Report every line in the listing below that contains the word "woman".
((
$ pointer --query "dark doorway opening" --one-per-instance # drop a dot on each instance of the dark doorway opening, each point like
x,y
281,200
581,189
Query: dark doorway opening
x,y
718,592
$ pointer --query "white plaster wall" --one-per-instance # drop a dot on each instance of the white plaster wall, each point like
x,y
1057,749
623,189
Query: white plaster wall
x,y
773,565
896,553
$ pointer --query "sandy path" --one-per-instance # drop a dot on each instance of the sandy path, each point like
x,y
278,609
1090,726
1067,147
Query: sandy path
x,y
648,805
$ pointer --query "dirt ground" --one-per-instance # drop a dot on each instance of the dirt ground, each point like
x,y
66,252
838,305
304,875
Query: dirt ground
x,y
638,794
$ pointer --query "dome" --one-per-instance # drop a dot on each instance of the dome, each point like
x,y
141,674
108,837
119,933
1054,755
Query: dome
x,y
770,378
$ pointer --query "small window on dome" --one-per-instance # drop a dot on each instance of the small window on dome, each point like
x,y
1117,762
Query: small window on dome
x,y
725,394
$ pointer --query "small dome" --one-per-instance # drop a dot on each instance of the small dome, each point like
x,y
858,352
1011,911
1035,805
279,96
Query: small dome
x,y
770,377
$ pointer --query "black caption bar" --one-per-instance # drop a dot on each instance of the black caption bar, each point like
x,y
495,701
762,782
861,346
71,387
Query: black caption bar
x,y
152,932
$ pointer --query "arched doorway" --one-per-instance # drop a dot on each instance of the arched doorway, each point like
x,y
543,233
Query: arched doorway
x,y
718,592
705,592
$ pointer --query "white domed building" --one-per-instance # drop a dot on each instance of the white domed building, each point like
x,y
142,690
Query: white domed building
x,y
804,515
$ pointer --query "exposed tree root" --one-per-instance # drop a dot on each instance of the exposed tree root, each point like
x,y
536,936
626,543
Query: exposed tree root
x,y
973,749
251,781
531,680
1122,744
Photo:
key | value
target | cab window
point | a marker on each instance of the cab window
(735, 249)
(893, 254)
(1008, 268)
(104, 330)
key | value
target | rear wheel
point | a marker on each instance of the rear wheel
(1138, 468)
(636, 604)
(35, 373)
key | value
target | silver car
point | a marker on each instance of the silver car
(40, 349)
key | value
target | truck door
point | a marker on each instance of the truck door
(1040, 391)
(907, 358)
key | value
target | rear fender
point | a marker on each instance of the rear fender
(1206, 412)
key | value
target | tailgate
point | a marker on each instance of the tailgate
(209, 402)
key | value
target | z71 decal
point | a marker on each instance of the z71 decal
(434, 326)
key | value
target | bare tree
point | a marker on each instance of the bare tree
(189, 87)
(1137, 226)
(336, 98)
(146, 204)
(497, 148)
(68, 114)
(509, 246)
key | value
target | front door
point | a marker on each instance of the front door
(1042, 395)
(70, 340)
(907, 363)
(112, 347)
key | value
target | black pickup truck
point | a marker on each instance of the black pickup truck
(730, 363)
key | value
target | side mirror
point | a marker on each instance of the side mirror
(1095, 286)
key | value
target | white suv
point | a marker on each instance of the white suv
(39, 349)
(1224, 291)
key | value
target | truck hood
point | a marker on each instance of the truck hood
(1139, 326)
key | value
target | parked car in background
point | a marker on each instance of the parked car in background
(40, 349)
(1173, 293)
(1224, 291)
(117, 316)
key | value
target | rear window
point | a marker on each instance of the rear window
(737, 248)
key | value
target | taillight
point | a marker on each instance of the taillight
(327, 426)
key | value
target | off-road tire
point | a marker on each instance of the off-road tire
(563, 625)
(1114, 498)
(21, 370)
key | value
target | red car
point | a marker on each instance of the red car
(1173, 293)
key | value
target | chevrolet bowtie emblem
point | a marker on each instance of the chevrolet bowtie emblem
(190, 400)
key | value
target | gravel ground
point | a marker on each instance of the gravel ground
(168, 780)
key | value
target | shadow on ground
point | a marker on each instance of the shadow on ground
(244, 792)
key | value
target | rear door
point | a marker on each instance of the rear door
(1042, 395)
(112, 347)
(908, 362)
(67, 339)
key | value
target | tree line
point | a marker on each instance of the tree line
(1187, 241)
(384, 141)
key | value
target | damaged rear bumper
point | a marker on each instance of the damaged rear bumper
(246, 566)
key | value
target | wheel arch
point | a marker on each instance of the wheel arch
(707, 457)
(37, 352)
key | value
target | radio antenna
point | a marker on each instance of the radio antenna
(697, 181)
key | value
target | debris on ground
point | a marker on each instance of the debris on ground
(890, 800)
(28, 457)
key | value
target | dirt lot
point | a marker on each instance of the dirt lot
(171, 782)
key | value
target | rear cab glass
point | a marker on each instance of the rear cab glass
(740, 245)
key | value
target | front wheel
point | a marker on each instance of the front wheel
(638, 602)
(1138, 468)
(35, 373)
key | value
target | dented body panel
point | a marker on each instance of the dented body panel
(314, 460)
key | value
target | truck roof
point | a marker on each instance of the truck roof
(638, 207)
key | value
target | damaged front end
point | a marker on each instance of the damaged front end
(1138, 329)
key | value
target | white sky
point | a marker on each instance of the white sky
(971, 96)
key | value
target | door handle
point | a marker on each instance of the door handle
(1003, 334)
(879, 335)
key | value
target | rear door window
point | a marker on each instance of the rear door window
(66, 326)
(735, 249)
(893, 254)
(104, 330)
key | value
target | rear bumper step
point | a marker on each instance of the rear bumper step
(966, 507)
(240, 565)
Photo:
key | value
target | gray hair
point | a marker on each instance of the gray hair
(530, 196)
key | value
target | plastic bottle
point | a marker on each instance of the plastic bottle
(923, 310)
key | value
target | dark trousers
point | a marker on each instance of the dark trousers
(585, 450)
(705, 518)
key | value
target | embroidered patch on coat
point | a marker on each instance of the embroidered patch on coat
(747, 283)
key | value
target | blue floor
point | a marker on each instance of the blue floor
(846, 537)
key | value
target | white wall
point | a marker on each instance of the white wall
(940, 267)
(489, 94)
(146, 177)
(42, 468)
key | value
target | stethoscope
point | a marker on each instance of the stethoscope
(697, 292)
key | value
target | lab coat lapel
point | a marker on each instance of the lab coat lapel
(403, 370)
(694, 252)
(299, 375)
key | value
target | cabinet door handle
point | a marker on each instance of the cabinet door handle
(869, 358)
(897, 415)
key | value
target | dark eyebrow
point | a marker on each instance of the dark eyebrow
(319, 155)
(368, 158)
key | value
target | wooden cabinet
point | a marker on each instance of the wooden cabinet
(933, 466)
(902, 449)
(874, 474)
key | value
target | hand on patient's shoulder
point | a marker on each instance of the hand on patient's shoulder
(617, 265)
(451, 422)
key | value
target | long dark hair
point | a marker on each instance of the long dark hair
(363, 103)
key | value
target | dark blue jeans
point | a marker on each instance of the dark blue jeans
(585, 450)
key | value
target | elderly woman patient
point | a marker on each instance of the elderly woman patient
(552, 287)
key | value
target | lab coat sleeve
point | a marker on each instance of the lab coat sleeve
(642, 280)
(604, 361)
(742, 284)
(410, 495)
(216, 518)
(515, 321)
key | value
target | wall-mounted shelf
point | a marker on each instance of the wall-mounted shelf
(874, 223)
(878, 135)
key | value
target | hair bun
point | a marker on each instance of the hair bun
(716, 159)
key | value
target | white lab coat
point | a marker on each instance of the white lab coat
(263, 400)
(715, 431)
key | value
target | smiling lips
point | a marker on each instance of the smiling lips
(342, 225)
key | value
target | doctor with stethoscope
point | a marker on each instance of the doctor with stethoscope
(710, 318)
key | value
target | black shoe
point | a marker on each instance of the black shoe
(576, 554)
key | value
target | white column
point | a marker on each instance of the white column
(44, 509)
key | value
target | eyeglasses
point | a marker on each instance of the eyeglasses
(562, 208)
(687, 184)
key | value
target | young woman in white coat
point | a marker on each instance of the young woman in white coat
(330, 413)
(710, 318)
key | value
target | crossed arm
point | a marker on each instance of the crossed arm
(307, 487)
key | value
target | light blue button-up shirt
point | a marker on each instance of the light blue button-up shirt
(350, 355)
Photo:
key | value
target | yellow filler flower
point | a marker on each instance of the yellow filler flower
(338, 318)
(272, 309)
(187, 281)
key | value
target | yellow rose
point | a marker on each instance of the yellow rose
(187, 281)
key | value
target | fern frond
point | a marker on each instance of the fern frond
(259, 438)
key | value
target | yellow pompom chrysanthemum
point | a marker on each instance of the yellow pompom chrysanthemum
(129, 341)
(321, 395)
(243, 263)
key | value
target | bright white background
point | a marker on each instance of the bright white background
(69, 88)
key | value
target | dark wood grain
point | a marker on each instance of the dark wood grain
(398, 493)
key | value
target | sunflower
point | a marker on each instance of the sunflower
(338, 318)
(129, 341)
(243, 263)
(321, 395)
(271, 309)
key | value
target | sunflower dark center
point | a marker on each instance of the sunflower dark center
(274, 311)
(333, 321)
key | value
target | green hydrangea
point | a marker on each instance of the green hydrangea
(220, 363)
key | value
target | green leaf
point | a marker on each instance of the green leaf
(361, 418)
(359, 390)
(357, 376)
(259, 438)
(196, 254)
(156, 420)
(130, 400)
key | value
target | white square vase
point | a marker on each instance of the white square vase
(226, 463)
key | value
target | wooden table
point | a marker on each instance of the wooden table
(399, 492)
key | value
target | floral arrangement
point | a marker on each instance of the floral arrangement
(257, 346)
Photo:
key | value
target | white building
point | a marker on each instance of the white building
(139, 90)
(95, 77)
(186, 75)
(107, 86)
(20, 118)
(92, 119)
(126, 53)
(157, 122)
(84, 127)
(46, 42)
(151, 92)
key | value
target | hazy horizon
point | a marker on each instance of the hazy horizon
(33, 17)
))
[PROBLEM SOLUTION]
target | elderly woman patient
point | a marker on each instance of the elderly woman patient
target | young woman in white coat
point | a marker on each instance of the young woman in white coat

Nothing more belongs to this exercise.